Task directions → Please turn only the data from the line with "point at the runner in red jacket" up to and including the line with "<point>156,56</point>" into a numbered list, leaving out blank lines.

-- Begin Given information --

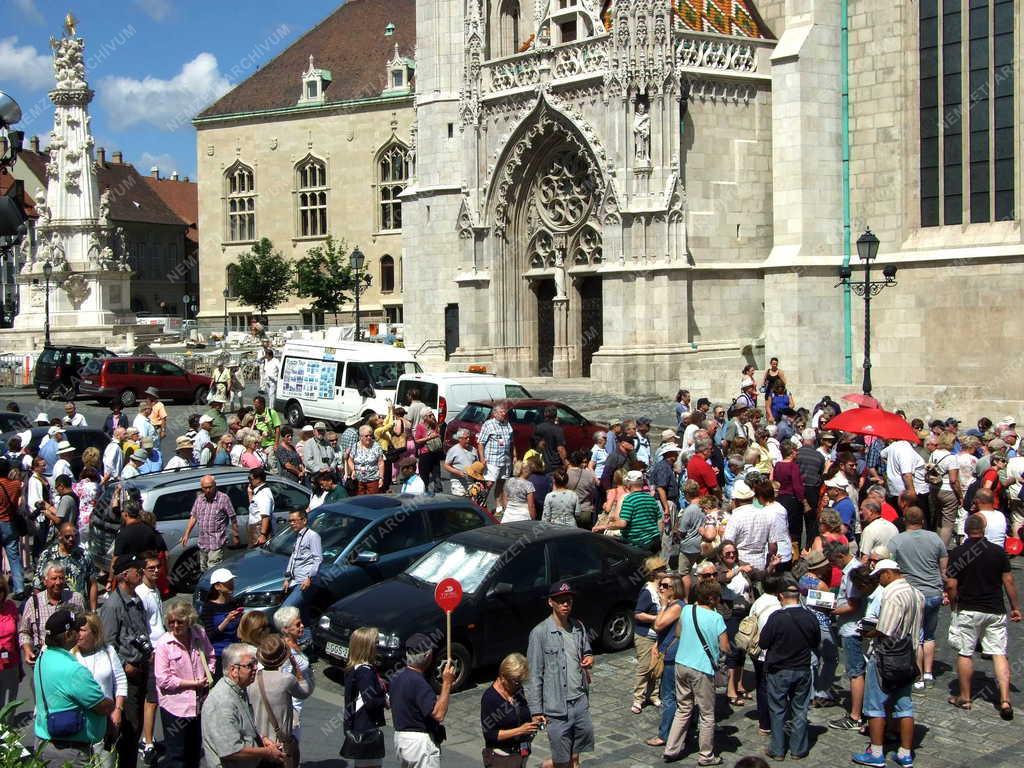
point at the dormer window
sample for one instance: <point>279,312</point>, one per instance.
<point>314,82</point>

-- End Given information --
-- Begin Given information --

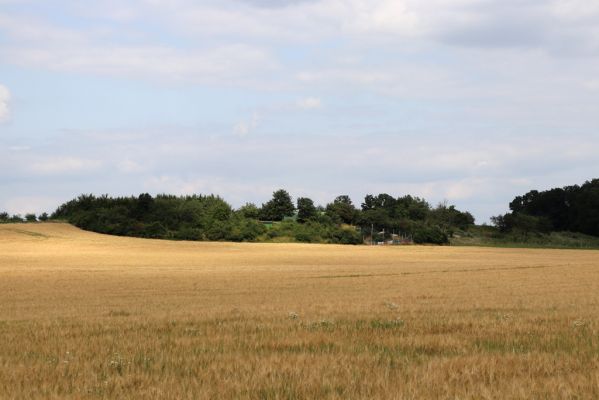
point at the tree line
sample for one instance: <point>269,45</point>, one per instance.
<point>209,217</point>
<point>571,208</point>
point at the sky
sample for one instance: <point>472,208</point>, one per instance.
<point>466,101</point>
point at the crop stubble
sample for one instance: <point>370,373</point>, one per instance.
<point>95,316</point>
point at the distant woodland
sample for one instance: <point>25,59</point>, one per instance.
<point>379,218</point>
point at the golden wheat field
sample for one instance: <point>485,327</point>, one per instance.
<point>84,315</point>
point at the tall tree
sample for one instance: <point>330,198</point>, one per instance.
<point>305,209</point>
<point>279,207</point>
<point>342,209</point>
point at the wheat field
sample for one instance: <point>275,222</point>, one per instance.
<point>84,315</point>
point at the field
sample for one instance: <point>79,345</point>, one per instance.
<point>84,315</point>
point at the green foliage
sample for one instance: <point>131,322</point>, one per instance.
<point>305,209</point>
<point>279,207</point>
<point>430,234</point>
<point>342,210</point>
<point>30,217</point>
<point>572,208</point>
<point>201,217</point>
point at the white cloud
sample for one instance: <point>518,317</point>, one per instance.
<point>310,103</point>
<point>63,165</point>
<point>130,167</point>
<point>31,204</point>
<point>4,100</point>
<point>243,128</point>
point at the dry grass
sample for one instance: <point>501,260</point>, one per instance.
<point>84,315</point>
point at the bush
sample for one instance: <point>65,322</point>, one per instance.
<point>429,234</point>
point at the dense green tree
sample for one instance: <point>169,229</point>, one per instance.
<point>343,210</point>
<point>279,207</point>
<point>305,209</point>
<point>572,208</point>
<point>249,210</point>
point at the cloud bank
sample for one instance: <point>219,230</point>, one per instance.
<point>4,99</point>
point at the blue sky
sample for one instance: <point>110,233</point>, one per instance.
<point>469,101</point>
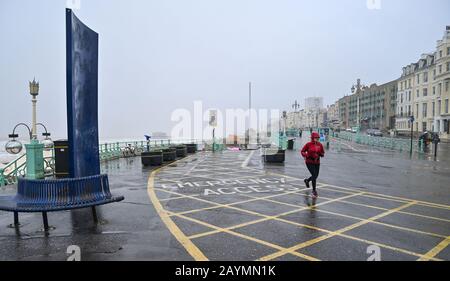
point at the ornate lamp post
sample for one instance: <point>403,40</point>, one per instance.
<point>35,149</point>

-- End Given information --
-- Begin Given information --

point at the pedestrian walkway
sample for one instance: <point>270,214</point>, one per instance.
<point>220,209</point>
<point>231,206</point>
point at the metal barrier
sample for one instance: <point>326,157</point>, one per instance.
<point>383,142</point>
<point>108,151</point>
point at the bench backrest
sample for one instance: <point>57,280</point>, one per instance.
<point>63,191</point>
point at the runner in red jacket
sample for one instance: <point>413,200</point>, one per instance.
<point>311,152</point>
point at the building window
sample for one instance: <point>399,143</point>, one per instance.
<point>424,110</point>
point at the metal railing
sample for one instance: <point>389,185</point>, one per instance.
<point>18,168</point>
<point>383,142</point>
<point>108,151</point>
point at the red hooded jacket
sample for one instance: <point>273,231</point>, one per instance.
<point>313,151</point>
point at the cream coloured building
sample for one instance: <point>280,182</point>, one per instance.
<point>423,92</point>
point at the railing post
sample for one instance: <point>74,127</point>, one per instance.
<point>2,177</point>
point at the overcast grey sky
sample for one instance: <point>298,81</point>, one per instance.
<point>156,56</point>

-- End Given information --

Output of the exercise →
1. point at the runner in red jacket
2. sample for one instance: <point>413,200</point>, one per instance.
3. <point>311,152</point>
4. point at the building window
5. sample for one instance: <point>399,143</point>, one per instance.
6. <point>424,110</point>
7. point at the metal railing
8. sample for one instance: <point>389,185</point>, one per instance.
9. <point>18,168</point>
10. <point>383,142</point>
11. <point>108,151</point>
12. point at the red hooded jacket
13. sample for one instance: <point>273,231</point>, one per instance.
14. <point>313,151</point>
15. point at the cream coloured building
16. sample for one instance: <point>280,182</point>, one per instance.
17. <point>423,92</point>
18. point at the railing post
19. sample for one instance: <point>74,127</point>, one per instance.
20. <point>2,177</point>
21. point at the overcast grey sky
22. sample for one instance: <point>298,81</point>, one per instance.
23. <point>156,56</point>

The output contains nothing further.